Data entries
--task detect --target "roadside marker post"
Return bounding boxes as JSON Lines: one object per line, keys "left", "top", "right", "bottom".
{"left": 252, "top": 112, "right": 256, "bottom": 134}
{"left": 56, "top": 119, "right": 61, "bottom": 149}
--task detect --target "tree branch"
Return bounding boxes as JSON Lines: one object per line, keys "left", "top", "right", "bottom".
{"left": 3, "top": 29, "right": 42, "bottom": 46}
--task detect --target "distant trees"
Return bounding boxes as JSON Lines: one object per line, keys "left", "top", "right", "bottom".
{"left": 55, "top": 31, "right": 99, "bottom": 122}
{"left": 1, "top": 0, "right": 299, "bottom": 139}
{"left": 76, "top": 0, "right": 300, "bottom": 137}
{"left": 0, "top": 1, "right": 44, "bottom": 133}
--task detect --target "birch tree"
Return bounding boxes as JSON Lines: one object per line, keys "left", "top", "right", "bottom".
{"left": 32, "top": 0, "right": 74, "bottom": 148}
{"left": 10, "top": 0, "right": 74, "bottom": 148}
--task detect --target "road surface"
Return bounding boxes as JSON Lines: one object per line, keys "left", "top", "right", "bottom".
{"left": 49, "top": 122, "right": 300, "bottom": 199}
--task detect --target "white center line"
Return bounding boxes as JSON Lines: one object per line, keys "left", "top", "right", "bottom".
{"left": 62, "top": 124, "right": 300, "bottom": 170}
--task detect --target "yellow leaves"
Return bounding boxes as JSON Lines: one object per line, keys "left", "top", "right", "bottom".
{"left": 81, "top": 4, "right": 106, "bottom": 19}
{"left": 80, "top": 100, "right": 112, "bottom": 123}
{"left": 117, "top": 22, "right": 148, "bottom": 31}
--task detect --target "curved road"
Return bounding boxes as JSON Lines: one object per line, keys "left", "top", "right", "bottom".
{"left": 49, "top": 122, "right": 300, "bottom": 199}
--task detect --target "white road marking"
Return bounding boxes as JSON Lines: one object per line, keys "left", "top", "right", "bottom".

** Exercise details **
Among the lines above, which contain the word "task"? Copy every one.

** Your response **
--task detect --target "roadside marker post"
--task detect --target "tree branch"
--task detect --target "distant trees"
--task detect --target "birch tree"
--task detect --target "road surface"
--task detect --target "white center line"
--task detect --target "yellow leaves"
--task detect --target "curved road"
--task detect --target "white road marking"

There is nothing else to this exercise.